— WHAT THE TASK ASKS —
What is needed here is an exact repetition of the records below, beginning at the line that has "Target — wooden entrance door" and stopping after the line that has "Target — porch".

··· RECORDS FOR PROCESSING

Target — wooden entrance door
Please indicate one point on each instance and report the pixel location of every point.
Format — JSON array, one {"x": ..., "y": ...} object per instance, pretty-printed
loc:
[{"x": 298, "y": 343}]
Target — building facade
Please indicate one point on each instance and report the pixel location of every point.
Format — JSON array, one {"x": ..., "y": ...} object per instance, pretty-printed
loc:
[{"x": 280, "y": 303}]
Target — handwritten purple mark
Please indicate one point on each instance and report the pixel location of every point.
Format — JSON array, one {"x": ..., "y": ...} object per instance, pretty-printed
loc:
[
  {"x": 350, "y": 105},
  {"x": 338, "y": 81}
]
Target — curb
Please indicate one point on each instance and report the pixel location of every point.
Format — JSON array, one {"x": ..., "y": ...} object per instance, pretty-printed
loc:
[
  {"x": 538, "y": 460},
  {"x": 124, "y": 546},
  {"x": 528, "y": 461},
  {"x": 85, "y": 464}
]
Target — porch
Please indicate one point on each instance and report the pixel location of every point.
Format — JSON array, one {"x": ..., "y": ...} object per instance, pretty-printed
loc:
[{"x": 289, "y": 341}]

······
··· RECORDS FOR PROCESSING

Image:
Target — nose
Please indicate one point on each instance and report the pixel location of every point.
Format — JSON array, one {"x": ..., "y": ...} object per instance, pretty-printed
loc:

······
··· RECORDS FOR PROCESSING

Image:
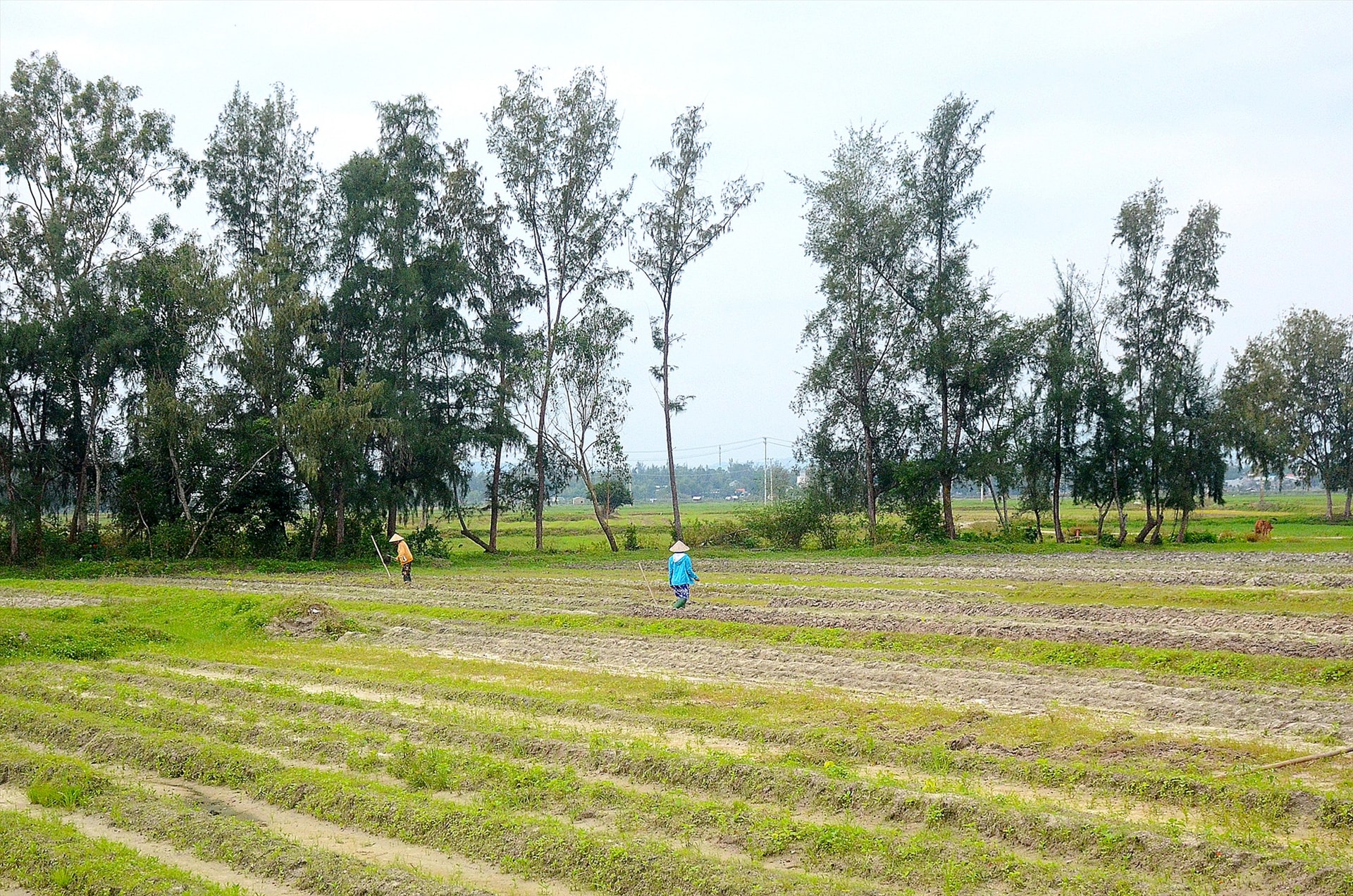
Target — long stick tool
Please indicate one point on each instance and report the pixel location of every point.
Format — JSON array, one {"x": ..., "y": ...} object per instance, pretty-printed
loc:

······

— WRITTEN RESPONSE —
Target — wooden entrance door
Please indicate one point on each instance and report the pixel location of every point.
Format — JSON array, one {"x": ..., "y": ...} object per instance, pretty-printed
loc:
[{"x": 298, "y": 343}]
Target — building facade
Please indicate one point on each instance and report the pixel location of every point.
Format — JSON array, one {"x": ..., "y": ...} object per instance, pretty-printed
loc:
[{"x": 280, "y": 303}]
Target — handwritten purple mark
Please indicate one point on each instance and report the pixel location of every point.
Format — JSON array, one {"x": ..., "y": ...} object per instance, pretty-printed
loc:
[
  {"x": 350, "y": 105},
  {"x": 338, "y": 81}
]
Target — curb
Please indicate one point on each instance and report the pixel location of every point.
Format — JSON array, one {"x": ..., "y": ...} object per instance, pretty-printed
loc:
[
  {"x": 538, "y": 460},
  {"x": 124, "y": 546},
  {"x": 528, "y": 461},
  {"x": 85, "y": 464}
]
Target — porch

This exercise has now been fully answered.